■ Set of tasks ■
• 1. Translate this sentence from the article on excluding files from tar into French: "I often don't want to save these files on my backups."
• 2. Continue the article on excluding files from tar, beginning right after its final sentence.

■ Supplied passage ■
^^^^^^^^

UNIX Power Tools

UNIX Power ToolsSearch this book
Previous: 20.7 Creating a Timestamp File for Selective Backups Chapter 20
Backing Up Files
Next: 20.9 When a Program Doesn't Understand Wildcards
 

20.8 Telling tar Which Files to Exclude or Include

[This article was written for SunOS. Many versions of tar don't have some or all of these features. Some do it in a different way. Check your tar manual page, or use the GNU tar (19.6) that we provide on the disc. -JP]

On some systems, make (28.13) creates filenames starting with a comma (,) to keep track of dependencies. Various editors create backup files whose names end with a percent sign (%) or a tilde (~). I often keep the original copy of a program with the .orig extension and old versions with a .old extension.

I often don't want to save these files on my backups. There may be some binary files that I don't want to archive, but don't want to delete either.

A solution is to use the X flag to tar (20.1). [Check your tar manual page for the F and FF options, too. -JIK ] This flag specifies that the matching argument to tar is the name of a file that lists files to exclude from the archive. Here is an example:

% find project ! -type d -print | \
egrep '/,|%$|~$|\.old$|SCCS|/core$|\.o$|\.orig$' > Exclude
% tar cvfX project.tar Exclude project

In this example, find (17.1) lists all files in the directories, but does not print the directory names explicitly. If you have a directory name in an excluded list, it will also exclude all the files inside the directory. egrep (27.5) is then used as a filter to exclude certain files from the archive. Here, egrep is given several regular expressions to match certain files. This expression seems complex but is simple once you understand a few special characters:

/

The slash is not a special character. However, since no filename can contain a slash, it matches the beginning of a filename, as output by the find command.

^^^^^^^^

■ Entries supplied ■
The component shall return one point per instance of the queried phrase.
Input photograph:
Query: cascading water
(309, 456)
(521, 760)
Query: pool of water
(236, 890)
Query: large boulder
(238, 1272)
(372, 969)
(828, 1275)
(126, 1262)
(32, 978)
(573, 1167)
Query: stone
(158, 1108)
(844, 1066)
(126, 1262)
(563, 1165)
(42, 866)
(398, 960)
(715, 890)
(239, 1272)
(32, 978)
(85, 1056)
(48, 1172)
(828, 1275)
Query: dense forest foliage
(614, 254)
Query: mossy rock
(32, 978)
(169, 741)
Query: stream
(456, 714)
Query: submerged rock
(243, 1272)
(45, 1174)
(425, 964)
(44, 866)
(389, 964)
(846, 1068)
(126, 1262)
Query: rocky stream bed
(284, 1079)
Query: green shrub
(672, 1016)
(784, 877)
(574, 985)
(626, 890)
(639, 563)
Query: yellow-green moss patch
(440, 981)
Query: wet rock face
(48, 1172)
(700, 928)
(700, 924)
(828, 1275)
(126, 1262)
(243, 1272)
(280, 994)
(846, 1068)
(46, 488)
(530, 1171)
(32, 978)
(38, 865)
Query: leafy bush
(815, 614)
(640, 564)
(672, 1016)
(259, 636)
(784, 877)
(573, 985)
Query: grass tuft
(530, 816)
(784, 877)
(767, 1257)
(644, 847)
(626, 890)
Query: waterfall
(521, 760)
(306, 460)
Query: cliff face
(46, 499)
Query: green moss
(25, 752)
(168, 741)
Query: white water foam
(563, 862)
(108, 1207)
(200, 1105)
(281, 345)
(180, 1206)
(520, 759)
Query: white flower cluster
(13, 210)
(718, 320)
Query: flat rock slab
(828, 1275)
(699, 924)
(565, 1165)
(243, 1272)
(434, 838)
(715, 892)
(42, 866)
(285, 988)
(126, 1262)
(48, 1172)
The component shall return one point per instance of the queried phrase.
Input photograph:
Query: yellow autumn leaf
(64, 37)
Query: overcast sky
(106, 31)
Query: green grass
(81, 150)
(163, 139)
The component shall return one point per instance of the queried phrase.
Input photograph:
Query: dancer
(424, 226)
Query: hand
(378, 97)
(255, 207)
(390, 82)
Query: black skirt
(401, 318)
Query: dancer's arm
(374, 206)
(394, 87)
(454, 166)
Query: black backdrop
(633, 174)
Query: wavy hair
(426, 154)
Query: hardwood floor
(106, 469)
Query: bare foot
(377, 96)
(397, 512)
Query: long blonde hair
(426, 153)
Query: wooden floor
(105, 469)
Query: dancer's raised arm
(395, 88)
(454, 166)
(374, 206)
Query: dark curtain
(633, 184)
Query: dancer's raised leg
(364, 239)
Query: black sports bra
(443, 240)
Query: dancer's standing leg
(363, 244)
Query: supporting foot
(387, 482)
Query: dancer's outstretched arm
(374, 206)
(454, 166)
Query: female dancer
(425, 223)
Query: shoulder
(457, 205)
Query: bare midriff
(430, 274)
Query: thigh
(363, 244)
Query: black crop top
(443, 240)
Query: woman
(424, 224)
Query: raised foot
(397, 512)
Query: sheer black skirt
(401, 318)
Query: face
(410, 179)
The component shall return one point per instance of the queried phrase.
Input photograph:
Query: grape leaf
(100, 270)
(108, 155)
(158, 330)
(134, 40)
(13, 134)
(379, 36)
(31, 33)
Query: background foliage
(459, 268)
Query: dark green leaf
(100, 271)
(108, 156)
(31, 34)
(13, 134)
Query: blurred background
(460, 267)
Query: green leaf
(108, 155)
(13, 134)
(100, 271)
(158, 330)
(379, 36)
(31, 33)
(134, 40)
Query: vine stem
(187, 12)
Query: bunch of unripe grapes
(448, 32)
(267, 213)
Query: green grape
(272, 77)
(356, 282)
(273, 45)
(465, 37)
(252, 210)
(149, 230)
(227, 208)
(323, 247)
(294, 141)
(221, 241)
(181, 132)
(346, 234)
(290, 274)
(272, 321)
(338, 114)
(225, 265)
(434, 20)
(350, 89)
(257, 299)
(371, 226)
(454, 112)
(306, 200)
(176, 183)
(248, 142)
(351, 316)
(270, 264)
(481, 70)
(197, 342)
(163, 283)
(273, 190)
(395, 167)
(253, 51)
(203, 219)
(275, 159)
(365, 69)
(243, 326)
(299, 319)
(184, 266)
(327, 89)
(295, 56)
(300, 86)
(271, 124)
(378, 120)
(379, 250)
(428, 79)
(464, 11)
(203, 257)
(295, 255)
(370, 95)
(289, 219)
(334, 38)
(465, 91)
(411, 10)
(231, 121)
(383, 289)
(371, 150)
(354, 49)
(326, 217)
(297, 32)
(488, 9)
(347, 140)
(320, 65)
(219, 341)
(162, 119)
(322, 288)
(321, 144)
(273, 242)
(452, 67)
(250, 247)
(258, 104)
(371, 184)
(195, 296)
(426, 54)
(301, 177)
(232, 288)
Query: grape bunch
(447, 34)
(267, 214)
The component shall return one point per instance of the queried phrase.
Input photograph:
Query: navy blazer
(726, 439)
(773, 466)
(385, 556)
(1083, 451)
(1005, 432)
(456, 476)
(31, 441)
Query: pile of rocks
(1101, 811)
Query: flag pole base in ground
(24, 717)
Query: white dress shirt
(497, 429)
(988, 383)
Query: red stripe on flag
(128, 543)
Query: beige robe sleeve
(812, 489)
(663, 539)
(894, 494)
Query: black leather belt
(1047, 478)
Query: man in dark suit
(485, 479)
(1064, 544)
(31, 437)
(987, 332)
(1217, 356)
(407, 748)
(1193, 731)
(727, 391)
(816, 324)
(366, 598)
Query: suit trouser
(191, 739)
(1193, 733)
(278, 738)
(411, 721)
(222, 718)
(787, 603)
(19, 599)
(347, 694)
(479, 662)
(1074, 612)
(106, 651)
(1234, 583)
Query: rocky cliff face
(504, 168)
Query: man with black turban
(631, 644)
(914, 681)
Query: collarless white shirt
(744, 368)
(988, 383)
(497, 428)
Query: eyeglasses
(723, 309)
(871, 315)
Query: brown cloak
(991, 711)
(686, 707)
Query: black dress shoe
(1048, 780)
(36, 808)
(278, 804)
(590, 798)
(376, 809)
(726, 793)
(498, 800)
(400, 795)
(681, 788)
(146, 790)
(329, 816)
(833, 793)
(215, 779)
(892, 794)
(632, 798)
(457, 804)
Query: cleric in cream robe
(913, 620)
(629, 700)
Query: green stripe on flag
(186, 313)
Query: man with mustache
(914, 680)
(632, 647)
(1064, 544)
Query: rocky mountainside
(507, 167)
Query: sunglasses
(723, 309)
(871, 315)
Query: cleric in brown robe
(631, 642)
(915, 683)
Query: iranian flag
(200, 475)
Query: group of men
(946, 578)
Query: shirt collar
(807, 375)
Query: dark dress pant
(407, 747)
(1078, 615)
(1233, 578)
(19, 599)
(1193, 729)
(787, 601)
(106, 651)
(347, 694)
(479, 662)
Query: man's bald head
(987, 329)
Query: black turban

^^^^^^^^

■ Final results ■
• 1. Souvent, je ne veux pas conserver ces fichiers dans mes sauvegardes.

• 2.
|

The vertical bar separates each regular expression.

$

The dollar sign is one of the two regular expression "anchors" and specifies the end of the line, or filename in this case. The other anchor, which specifies the beginning of the line, is ^ (caret). But because we are matching filenames output by find, the only filenames that can match ^ are those in the top directory.

\.

Normally the dot matches any character in a regular expression. Here, we want to match the actual character . (dot), which is why the backslash is used to quote or escape the normal meaning.

A breakdown of the patterns and examples of the files that match these patterns is given here:

PatternMatches FilesUsed by
/,starting with ,make dependency files
%$ending with %textedit backup files
~$ending with ~emacs backup files
\.old$ending with .oldold copies
SCCSin SCCS directorySource Code Control System (20.13)
/core$with name of corecore dump (52.9)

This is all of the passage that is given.